Thank you for sending your work entitled “A high-resolution morphological and ultrastructural map of anterior sensory cilia and glia in C. elegans” for consideration at eLife. Your article has been evaluated by a Senior editor and 4 reviewers, one of whom is a member of our Board of Reviewing Editors. The Reviewing editor and the other reviewers discussed their comments before we reached a decision, and the Reviewing editor has assembled the following comments to help you prepare a revised submission.
All reviewers appreciated the technical quality and potential impact of the work. The one point that the reviewers thought should be strengthened in a revised version of the manuscript is the observation of vesicles in ciliary axonemes (Figure 4–figure supplement 1D). This is potentially a very significant new finding that contradicts a dogma in ciliogenesis research. This finding would need better corroboration: is there convincing EM to show the phospholipid bilayer using standard TEM methods in the axonemes – are they unilamellar or multilamellar? Some statistical analysis would be useful e.g., how many vesicles per axoneme, how many per µm of axoneme length etc. Are there crosslinks between the vesicles and the axonemal MTs. These data should then be more prominently presented in the paper.
A revised version also has to contain a significant rewording of the description of previous data by Evans et al., concerning the morphology of MTs in the AWC cilia. You state “Although it was reported that AWC cilia lack sMTs in their distal regions (Evans et al., 2006), we observed sMTs and dMTs as well as isMTs in the distal and MTs in the far-distal regions of the AWC wing (Figure 10A and 10C-E')”. This appears to be a serious misrepresentation of Evans et al., who reported that “Significantly, moving towards the distal tip of the cilium both the singlet and doublet MTs terminated at the same point, approximately 0.5µm below the overlying ciliary membrane”, which is in complete agreement with the current paper. Evans et al. did report that they saw no distal singlet extensions of the doublets, which is also not challenged by the current work.

### INPUT DATA
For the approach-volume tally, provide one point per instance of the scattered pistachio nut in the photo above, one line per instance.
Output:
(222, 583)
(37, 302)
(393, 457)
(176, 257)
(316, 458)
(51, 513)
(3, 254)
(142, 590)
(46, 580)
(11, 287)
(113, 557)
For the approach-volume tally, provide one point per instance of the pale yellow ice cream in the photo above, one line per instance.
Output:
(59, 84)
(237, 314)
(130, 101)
...
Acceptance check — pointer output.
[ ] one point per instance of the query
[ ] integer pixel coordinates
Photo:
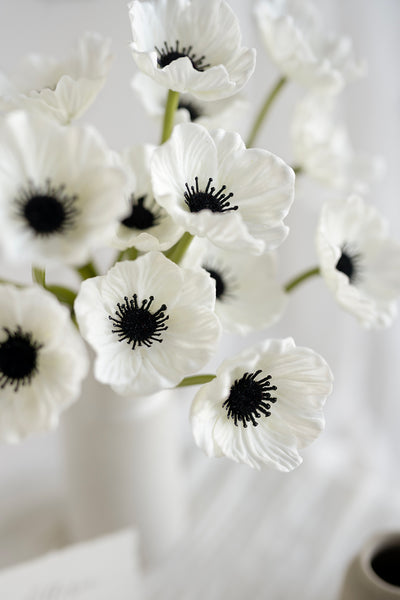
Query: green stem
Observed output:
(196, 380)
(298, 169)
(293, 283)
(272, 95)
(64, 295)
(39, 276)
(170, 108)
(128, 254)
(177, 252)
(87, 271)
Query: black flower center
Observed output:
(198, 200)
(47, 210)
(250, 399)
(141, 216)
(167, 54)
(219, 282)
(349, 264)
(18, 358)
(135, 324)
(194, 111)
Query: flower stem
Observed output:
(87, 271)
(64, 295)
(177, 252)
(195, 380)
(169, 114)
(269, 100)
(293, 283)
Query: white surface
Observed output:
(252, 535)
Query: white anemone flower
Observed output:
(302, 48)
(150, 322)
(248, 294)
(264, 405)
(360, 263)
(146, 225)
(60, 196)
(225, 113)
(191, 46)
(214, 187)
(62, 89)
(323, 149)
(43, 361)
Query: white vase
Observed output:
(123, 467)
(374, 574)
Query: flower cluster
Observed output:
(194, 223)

### TASK PROMPT
Please decide whether each statement below agrees with the review letter above. Answer yes or no for each one and quote the words from the review letter that settle it.
1. The article was evaluated by a Senior editor and four reviewers.
2. The reviewers want the vesicle data presented less prominently in the paper.
3. Evans et al. reported seeing distal singlet extensions of the doublets.

### RESULT OF THE EXERCISE
1. Yes: "Your article has been evaluated by a Senior editor and 4 reviewers"
2. No: "These data should then be more prominently presented in the paper."
3. No: "Evans et al. did report that they saw no distal singlet extensions of the doublets"